**Requisitos do exercício:**
1. Extraia da resenha de “O Ato de Matar” o trecho que vai de “Não se trata de medo. Isto” até “(Um dos assassinos).”.
2. Segundo a resenha de “O Ato de Matar”, quantas pessoas o regime militar de direita matou na Indonésia em 1965-66?

**Trecho do texto:**

======

Indonésia: Resenha de “O Ato de Matar”

“Hoje, quando a direção do PT está atada à política de colaboração de classes, é oportuno e educativo lembrar a que ponto de destruição levou essa política aplicada às ultimas consequências na Indonésia na década de 60.” O PCI era um partido estalinista cuja estratégia política se inspirou na teoria das “duas etapas”. Esta “teoria” afirmava que a classe trabalhadora em países como a Indonésia não está pronta para o socialismo. Sua primeira prioridade consistia em consolidar o capitalismo e estabelecer uma aliança com a suposta burguesia nacionalista, isto é, com o presidente Sukarno. Esta aliança, que confundiu e paralisou o PCI no momento da verdade, mostrou-se fatal.

“Em termos de número de mortos, os massacres contra o PCI (Partido Comunista da Indonésia) na Indonésia são classificados como um dos piores assassinatos em massa do século XX” (Estudo da CIA em 1968).

Em 1965-66, o regime militar de direita que tomou o poder na Indonésia abateu mais de um milhão de pessoas, principalmente ativistas e apoiadores do partido comunista, da forma mais brutal. O “democrático” Ocidente não somente não protestou, como, em alguns casos, como o governo dos EUA através da CIA, de fato entregou aos carniceiros listas de ativistas considerados perigosos. Joshua Oppenheimer produziu um incrível filme/documentário onde os autores da carnificina falam e reencenam o que fizeram nos anos 1960.

“Olha, se conseguirmos fazer este filme, ele vai desmentir toda a propaganda sobre a crueldade dos comunistas e mostrar que os cruéis éramos nós, que nós fomos os únicos a ser cruéis, ha ha ha (…)

Não se trata de medo. Isto aconteceu há quarenta anos e o caso criminal expirou. Não se trata de medo. É sobre a imagem. Toda a sociedade vai dizer: ‘Sempre suspeitamos disto. Eles mentiram sobre a crueldade dos comunistas” (Um dos assassinos).

Não espere ver um documentário histórico convencional. Não espere uma longa história de testemunhos dos familiares das vítimas do massacre de 1965-1966 dos comunistas na Indonésia. Em “O Ato de Matar” você não está em terreno familiar. Espere algo mais poderoso, mais convincente, mais perturbador, mais horripilante e mesmo mais fascinante. Espere um documentário-ficção que contribuirá – mais do que qualquer outra tentativa até agora – para demolir a propaganda oficial sobre o genocídio de um milhão de comunistas. Espere algo que ajudará a erradicar as mentiras e o medo acerca do comunismo inculcados através da violência e do terror sistemático durante gerações. Como me disse uma vez um ativista, este medo do comunismo foi transmitido quase com o leite materno. Esteja preparado para ver uma história onde não as vítimas, mas seus autores ocuparam o centro do palco. Da forma mais surpreendente este filme recria a violência, a tortura e os assassinatos dos esquadrões da morte na Indonésia a partir de outubro de 1965.

======

**Dados fornecidos:**
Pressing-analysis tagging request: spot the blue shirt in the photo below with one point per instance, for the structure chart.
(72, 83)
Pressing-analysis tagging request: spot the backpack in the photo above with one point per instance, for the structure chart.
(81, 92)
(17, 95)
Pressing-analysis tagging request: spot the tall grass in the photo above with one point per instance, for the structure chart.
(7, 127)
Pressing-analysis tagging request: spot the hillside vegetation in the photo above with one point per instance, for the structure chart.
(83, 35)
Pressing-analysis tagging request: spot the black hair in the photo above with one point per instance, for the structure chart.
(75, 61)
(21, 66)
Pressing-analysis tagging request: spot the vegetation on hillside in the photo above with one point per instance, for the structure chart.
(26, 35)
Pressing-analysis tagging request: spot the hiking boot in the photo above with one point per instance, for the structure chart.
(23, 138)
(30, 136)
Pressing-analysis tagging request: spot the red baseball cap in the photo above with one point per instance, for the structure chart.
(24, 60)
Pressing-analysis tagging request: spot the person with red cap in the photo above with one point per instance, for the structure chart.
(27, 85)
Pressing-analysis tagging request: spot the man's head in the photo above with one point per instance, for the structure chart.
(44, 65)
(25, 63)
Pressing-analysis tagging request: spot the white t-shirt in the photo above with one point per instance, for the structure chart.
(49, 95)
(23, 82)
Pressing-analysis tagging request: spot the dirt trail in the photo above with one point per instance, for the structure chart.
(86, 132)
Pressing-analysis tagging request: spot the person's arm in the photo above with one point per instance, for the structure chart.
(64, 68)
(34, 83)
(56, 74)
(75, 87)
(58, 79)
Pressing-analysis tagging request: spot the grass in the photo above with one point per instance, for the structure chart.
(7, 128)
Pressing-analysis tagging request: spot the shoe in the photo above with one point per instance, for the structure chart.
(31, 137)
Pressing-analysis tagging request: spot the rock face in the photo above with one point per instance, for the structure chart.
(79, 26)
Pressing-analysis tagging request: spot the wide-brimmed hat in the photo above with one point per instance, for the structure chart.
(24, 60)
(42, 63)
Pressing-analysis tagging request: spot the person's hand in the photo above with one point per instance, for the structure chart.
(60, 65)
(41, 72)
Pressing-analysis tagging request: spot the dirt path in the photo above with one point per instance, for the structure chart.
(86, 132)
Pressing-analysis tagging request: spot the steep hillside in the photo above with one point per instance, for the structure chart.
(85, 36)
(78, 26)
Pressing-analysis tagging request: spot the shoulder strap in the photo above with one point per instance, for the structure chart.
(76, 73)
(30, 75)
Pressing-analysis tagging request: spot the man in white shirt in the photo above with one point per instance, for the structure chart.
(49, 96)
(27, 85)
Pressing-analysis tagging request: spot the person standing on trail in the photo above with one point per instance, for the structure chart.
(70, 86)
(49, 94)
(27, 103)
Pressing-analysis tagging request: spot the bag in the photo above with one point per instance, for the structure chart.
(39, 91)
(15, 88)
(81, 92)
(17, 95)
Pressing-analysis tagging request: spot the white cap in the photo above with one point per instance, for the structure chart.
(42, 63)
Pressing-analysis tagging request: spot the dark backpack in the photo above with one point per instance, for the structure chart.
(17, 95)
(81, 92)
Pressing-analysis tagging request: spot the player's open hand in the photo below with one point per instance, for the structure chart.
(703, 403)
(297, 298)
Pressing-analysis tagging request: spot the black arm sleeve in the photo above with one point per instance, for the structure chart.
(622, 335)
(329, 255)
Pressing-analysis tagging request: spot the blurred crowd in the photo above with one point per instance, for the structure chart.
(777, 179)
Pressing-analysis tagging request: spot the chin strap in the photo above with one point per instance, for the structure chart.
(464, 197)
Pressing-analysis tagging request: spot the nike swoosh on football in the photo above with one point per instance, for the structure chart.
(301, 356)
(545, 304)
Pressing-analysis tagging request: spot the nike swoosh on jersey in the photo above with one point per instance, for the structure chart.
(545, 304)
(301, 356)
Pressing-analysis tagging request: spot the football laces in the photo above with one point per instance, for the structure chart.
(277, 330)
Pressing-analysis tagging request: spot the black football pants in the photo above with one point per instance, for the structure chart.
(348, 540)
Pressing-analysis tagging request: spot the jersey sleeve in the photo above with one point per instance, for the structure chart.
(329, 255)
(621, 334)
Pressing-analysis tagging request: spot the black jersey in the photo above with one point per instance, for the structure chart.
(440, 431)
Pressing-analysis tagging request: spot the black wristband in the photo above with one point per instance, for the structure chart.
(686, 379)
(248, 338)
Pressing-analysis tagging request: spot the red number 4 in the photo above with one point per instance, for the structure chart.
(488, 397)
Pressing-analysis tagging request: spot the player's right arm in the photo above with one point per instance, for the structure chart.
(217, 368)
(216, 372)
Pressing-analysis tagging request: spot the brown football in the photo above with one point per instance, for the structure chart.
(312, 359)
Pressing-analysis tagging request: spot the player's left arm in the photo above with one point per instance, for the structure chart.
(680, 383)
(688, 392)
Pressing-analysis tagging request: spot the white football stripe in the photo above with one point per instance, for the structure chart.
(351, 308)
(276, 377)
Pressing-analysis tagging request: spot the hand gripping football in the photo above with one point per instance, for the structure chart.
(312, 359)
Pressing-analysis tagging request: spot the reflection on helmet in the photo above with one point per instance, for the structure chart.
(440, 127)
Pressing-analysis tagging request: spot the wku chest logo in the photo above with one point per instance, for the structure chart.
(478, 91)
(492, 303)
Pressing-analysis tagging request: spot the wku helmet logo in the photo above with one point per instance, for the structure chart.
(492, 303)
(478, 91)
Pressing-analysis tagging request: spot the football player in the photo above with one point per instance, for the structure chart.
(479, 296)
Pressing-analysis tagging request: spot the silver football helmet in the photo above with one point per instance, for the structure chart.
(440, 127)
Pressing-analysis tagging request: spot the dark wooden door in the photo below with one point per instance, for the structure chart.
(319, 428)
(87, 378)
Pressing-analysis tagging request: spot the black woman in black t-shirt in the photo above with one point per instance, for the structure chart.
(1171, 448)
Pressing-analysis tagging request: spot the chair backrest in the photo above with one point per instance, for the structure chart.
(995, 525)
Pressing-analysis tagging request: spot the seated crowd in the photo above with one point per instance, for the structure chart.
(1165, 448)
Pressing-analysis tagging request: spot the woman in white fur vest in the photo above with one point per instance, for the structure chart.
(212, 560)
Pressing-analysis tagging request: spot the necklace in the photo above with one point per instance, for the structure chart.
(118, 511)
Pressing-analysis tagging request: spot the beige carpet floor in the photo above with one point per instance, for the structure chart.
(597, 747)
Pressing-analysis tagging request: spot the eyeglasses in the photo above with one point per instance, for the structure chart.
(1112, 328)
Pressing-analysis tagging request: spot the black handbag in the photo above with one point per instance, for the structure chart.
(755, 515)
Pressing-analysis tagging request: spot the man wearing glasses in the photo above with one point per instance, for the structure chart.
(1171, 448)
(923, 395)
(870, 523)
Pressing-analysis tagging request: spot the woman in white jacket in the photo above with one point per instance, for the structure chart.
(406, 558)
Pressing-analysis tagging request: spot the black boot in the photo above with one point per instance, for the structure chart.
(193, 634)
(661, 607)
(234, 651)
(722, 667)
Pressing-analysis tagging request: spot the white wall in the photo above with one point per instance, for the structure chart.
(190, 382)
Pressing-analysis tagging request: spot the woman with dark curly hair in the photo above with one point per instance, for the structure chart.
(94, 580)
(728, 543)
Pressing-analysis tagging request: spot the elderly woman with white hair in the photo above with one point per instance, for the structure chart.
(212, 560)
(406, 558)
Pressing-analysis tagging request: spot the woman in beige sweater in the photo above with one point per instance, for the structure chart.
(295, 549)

======

**Soluções por tarefa:**
1.
Não se trata de medo. Isto aconteceu há quarenta anos e o caso criminal expirou. Não se trata de medo. É sobre a imagem. Toda a sociedade vai dizer: ‘Sempre suspeitamos disto. Eles mentiram sobre a crueldade dos comunistas” (Um dos assassinos).

2. Mais de um milhão de pessoas.